### Given request
Rewrite all the items below, swapping each "pixel coordinates" for "image coordinates" and changing nothing else. Leave the pictures out of your answer.
──────── Data supplied
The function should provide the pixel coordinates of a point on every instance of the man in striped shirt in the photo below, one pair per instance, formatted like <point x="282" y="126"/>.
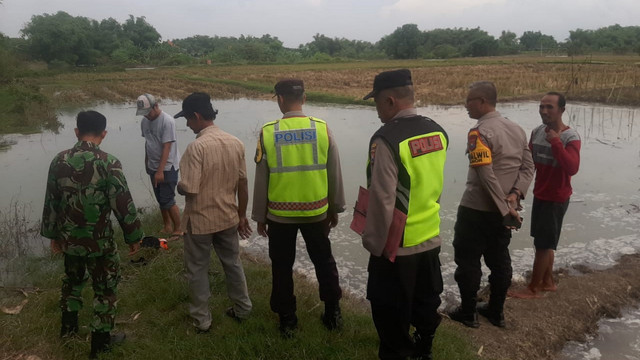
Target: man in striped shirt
<point x="556" y="154"/>
<point x="213" y="173"/>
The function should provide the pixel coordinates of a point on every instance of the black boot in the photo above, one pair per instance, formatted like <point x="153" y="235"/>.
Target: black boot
<point x="288" y="325"/>
<point x="332" y="316"/>
<point x="423" y="345"/>
<point x="100" y="342"/>
<point x="494" y="315"/>
<point x="69" y="322"/>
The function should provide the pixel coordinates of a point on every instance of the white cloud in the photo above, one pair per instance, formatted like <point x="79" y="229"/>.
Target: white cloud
<point x="437" y="7"/>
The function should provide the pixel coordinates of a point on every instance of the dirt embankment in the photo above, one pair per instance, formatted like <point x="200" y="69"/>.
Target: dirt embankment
<point x="539" y="328"/>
────────────────
### Exercise output
The function should provide the image coordinates of a point on every instance of the man in striped shirt in the photo below, one pair per instance, formatted like <point x="282" y="126"/>.
Target: man in striped shirt
<point x="556" y="154"/>
<point x="213" y="173"/>
The function should provide the image coordinates of a point on every instance of the black boot in the photo above, one pair per instance, formatted like <point x="153" y="235"/>.
Target: black boot
<point x="288" y="325"/>
<point x="332" y="316"/>
<point x="423" y="345"/>
<point x="100" y="342"/>
<point x="494" y="315"/>
<point x="69" y="322"/>
The function should provide the image coordinates of a point on every instance of the white cloud in the photo above, one pair per instance, formatted like <point x="79" y="229"/>.
Target: white cloud
<point x="437" y="7"/>
The function should provide the image coordinates of a point on every instance of the dirt embankment in the photo above, one pair per instance, formatted like <point x="200" y="69"/>.
Target: dirt embankment
<point x="539" y="328"/>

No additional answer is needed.